TEXTO FORNECIDO:
>>>>>
44No Brasil, o Mercado Institucional da agricultura familiar, viabilizada através do PNAE, é uma grande conquista das políticas públicas dos últimos anos. Através dela, os agricultores familiares podem produzir para um mercado exclusivo, promovendo a sua inclusão social, por outro lado, estudantes podem acessar alimentos produzidos localmente e com critérios de maior qualidade. Essa inovação permite que tanto agricultores como estudantes sejam beneficiados, construindo uma nova relação de mercado que promova o desenvolvimento local, Segurança Alimentar e Nutricional.
45Constatou-se que a organização do PNAE nas IFES da RMB atende à Lei nº 11.947/2009, no que concerne a aquisição de gêneros alimentícios da AF. No entanto essa aquisição é recente nas Instituições estudadas, tem mostrado avanços importantes, apesar de fatores limitantes ainda estarem presentes, como a pouca variedade de alimentos, o conhecimento ainda limitado dos atores envolvidos no processo de compra sobre a legislação e normas que regulam o fornecimento de alimentos para o PNAE.
<<<<<
ATIVIDADE 1:
No texto sobre o PNAE, qual lei é atendida pela organização do programa nas IFES da RMB?
ATIVIDADE 2:
Devolva, do texto sobre o PNAE, o trecho que começa nas palavras "44No Brasil, o" e termina depois de "Alimentar e Nutricional.".
ATIVIDADE 3:
Diga se cada afirmação concorda com o texto sobre o PNAE, respondendo sim ou não e citando as palavras do texto que decidem:
(a) A aquisição de alimentos da agricultura familiar já é antiga nas instituições estudadas.
(b) A pouca variedade de alimentos aparece entre os fatores limitantes.
(c) Os estudantes podem ter acesso a alimentos produzidos localmente.
Os dados que vêm depois deste ponto são um material separado do texto.

DADOS FORNECIDOS:
>>>>>
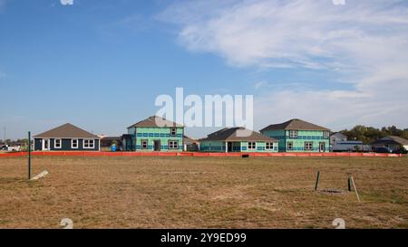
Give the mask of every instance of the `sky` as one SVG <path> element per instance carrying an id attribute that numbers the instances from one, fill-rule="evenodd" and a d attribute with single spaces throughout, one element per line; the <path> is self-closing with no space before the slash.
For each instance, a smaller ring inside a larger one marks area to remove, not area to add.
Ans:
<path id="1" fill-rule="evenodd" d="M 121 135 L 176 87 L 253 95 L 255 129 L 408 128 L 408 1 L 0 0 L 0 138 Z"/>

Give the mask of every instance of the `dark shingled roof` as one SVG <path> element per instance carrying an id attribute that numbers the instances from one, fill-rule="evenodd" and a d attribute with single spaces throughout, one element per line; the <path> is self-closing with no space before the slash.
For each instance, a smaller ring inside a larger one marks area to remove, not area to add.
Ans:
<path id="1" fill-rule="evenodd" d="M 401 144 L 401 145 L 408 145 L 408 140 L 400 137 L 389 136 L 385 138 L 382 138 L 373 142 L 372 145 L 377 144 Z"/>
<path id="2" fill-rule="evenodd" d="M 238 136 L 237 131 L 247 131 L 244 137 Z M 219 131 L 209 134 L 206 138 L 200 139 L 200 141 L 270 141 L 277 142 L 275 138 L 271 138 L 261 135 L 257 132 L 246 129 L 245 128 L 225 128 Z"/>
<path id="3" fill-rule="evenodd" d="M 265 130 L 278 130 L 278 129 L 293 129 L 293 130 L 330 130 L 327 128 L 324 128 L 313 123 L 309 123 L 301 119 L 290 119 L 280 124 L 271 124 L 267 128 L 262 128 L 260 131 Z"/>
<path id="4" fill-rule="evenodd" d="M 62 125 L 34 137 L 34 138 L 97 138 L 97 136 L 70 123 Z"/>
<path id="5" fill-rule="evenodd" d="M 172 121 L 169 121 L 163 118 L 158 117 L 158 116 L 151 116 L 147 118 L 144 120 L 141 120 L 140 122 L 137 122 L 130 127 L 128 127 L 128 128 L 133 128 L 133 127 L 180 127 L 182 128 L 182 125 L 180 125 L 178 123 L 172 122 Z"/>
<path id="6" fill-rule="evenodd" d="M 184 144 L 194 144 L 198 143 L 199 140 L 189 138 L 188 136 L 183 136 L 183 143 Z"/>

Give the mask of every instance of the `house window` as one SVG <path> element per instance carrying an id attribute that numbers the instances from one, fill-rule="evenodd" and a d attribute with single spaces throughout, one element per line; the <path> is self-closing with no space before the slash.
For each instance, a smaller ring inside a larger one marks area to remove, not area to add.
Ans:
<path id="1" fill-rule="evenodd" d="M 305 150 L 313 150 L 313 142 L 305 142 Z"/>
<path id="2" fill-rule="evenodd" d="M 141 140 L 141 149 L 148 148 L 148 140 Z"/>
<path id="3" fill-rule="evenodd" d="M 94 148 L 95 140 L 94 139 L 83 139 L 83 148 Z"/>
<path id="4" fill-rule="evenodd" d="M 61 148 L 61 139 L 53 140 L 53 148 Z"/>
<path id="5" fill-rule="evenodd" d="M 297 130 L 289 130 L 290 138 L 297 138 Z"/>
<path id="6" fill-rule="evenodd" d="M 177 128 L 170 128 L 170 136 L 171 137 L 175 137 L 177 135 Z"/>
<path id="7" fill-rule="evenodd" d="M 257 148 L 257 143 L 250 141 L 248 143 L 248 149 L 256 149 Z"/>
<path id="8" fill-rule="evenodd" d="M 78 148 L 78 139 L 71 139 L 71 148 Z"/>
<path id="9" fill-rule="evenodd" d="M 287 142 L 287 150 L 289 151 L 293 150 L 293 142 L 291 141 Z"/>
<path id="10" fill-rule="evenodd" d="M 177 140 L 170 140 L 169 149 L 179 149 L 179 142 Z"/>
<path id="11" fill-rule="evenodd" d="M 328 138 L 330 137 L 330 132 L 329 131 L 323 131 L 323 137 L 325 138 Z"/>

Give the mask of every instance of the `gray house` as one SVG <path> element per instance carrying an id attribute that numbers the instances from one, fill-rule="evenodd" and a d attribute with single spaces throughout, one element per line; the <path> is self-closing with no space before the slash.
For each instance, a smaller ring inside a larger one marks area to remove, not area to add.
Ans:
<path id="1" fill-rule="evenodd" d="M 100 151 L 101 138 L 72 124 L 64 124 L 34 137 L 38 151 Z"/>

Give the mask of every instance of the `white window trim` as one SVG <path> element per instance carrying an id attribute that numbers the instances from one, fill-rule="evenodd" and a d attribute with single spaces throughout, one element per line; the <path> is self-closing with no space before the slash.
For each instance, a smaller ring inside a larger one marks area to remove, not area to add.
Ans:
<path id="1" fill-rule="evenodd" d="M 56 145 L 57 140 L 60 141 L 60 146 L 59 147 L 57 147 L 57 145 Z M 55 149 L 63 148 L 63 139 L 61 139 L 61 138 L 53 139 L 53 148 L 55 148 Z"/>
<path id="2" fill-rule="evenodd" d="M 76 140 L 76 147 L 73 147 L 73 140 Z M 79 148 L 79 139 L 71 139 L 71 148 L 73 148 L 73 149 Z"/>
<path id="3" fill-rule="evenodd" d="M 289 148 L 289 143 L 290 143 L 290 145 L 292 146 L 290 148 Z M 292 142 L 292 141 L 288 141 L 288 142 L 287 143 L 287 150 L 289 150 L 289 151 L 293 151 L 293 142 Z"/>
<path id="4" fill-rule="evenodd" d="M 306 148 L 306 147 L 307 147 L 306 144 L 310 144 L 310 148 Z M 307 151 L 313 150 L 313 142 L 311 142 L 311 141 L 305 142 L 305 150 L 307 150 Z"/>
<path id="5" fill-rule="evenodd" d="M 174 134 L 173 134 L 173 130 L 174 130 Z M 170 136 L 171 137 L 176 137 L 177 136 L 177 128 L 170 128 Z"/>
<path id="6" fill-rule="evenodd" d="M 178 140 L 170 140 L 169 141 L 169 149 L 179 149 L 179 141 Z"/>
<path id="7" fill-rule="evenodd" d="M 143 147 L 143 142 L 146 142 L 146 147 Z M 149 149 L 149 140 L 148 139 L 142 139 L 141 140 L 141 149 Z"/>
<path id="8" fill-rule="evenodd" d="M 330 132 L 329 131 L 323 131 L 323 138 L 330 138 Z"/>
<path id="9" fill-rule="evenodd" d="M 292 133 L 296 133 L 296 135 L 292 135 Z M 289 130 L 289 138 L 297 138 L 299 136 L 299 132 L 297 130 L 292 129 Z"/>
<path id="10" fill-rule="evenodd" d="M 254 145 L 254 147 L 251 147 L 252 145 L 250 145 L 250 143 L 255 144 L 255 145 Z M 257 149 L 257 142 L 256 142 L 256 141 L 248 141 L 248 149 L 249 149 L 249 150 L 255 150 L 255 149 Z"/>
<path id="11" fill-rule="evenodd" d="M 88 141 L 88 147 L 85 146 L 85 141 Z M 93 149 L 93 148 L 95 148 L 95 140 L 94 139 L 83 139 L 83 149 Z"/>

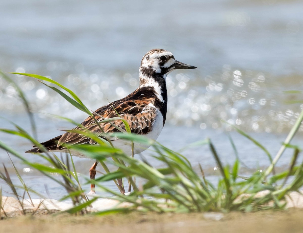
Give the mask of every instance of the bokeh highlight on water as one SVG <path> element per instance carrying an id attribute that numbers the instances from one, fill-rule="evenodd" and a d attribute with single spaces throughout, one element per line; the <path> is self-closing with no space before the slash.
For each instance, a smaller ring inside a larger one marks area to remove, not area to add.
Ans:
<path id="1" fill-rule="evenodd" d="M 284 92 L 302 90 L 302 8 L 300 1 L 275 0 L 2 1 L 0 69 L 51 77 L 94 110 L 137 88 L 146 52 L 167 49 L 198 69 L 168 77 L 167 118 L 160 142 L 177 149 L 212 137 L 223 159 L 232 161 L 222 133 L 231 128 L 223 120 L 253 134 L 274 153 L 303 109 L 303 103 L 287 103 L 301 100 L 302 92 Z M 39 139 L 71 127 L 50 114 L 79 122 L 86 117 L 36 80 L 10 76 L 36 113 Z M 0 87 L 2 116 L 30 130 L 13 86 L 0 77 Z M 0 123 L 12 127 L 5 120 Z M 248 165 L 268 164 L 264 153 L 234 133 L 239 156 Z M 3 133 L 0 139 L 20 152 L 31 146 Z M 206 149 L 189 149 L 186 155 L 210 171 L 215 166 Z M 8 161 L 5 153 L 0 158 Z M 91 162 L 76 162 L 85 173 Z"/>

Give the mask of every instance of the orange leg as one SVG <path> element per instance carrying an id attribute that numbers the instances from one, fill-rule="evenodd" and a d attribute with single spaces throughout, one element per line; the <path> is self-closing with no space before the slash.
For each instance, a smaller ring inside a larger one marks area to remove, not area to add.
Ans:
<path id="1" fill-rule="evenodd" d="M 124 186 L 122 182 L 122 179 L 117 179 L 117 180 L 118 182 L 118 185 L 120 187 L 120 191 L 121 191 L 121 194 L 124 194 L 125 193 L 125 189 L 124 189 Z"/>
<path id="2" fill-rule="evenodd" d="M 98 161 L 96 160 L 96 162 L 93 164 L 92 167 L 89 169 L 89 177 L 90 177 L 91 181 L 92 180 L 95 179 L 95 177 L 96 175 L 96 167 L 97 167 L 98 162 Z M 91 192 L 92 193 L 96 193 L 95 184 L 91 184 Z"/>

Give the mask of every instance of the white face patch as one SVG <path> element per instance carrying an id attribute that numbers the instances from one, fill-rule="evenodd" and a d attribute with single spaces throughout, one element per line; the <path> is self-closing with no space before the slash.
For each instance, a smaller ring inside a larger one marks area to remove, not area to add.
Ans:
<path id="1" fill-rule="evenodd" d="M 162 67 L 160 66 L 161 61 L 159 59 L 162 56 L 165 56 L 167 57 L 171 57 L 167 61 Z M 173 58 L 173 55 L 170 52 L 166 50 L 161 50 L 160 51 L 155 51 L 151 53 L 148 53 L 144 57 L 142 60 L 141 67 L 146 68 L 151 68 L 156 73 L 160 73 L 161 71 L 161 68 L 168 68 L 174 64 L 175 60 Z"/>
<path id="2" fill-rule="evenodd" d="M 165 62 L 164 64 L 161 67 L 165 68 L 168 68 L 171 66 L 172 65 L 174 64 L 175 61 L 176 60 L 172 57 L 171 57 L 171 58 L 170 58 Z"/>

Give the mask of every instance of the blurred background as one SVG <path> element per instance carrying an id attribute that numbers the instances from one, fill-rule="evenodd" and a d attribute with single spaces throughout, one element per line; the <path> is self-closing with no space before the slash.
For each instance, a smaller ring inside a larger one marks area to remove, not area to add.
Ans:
<<<<<
>>>>>
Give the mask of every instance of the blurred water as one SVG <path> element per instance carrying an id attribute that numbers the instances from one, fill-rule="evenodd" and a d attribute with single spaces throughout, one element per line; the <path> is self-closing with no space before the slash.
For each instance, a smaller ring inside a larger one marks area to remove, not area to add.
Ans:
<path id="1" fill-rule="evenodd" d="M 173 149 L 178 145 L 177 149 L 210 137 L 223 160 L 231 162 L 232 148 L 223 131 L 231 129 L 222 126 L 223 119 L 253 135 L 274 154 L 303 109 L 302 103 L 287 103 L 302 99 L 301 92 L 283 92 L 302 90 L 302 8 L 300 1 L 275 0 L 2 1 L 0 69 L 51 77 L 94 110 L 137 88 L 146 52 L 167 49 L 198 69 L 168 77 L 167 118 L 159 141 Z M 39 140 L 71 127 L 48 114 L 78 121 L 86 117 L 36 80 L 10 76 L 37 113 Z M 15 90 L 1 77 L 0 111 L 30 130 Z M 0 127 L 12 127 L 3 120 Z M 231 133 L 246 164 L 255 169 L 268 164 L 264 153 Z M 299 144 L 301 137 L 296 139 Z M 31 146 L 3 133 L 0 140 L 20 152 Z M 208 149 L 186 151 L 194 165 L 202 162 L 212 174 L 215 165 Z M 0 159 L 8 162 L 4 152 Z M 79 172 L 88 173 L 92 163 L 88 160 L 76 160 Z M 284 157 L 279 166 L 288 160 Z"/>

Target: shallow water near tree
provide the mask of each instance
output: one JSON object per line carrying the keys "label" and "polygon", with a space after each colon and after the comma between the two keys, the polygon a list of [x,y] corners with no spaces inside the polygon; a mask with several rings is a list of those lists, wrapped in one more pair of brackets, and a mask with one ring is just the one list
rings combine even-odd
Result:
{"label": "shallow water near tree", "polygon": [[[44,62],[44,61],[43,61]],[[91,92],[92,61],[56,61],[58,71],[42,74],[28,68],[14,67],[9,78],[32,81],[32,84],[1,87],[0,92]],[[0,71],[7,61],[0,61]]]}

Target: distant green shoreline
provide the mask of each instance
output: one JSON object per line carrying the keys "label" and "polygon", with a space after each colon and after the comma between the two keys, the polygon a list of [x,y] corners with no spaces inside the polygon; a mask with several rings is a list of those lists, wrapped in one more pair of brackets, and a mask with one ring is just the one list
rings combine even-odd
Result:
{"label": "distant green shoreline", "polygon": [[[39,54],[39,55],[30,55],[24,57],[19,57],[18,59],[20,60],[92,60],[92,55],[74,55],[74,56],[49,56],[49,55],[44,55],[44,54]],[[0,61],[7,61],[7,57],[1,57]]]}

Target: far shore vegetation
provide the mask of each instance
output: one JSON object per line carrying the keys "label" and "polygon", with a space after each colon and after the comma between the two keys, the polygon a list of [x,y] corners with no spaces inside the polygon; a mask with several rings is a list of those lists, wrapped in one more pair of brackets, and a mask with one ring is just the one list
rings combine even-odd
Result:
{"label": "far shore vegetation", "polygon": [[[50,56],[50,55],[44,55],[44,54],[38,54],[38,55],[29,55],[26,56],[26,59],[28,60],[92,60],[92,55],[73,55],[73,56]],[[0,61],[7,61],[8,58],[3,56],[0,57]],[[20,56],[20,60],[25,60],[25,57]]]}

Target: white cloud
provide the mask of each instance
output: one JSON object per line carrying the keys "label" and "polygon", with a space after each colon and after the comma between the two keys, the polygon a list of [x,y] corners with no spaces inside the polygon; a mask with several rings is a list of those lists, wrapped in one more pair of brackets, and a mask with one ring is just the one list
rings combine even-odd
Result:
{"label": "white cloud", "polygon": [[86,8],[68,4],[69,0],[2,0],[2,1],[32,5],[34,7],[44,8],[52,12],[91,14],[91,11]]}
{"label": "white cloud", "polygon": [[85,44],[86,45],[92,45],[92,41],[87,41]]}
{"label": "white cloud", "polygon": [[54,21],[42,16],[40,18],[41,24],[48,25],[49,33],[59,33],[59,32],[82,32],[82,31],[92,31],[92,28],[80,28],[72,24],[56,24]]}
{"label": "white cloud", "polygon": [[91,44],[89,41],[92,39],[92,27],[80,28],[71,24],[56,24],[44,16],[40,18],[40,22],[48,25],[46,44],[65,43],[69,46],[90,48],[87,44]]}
<<<<<
>>>>>
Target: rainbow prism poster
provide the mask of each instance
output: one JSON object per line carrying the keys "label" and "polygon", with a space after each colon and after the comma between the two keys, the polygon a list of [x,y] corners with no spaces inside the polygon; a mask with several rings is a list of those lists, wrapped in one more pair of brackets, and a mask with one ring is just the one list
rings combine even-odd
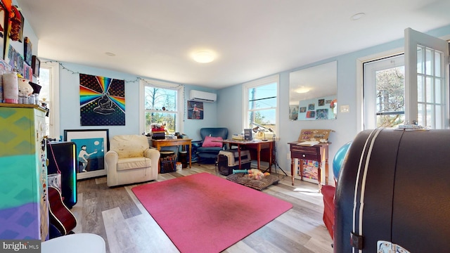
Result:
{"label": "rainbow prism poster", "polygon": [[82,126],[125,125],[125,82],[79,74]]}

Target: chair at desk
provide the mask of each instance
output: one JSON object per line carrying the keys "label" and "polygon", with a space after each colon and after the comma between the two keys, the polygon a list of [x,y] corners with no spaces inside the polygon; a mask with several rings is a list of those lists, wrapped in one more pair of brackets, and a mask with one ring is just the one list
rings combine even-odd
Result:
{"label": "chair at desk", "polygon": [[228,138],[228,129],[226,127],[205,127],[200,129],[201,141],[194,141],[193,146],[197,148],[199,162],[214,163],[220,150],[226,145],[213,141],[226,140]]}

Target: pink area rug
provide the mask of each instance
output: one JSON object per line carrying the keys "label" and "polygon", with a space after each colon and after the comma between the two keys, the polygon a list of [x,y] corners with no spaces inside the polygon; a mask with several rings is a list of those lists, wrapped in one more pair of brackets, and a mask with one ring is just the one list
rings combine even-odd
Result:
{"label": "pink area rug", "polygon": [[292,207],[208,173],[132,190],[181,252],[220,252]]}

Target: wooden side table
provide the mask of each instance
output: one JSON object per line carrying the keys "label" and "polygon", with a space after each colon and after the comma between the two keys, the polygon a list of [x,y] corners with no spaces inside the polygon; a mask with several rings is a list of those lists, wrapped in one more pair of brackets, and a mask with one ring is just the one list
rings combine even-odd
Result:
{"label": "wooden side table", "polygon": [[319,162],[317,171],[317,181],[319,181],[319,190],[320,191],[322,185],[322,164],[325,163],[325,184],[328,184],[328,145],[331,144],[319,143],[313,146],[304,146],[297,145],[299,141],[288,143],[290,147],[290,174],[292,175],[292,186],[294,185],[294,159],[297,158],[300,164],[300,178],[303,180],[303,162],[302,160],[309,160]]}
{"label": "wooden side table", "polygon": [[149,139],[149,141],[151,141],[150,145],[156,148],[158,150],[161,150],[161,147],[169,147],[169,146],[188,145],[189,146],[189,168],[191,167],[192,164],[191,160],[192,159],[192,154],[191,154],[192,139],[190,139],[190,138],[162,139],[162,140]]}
<<<<<
ÁREA DE RESPOSTA 1:
A Lei nº 11.947/2009.

ÁREA DE RESPOSTA 2:
44No Brasil, o Mercado Institucional da agricultura familiar, viabilizada através do PNAE, é uma grande conquista das políticas públicas dos últimos anos. Através dela, os agricultores familiares podem produzir para um mercado exclusivo, promovendo a sua inclusão social, por outro lado, estudantes podem acessar alimentos produzidos localmente e com critérios de maior qualidade. Essa inovação permite que tanto agricultores como estudantes sejam beneficiados, construindo uma nova relação de mercado que promova o desenvolvimento local, Segurança Alimentar e Nutricional.

ÁREA DE RESPOSTA 3:
(a) Não: "essa aquisição é recente nas Instituições estudadas".
(b) Sim: "fatores limitantes ainda estarem presentes, como a pouca variedade de alimentos".
(c) Sim: "estudantes podem acessar alimentos produzidos localmente e com critérios de maior qualidade".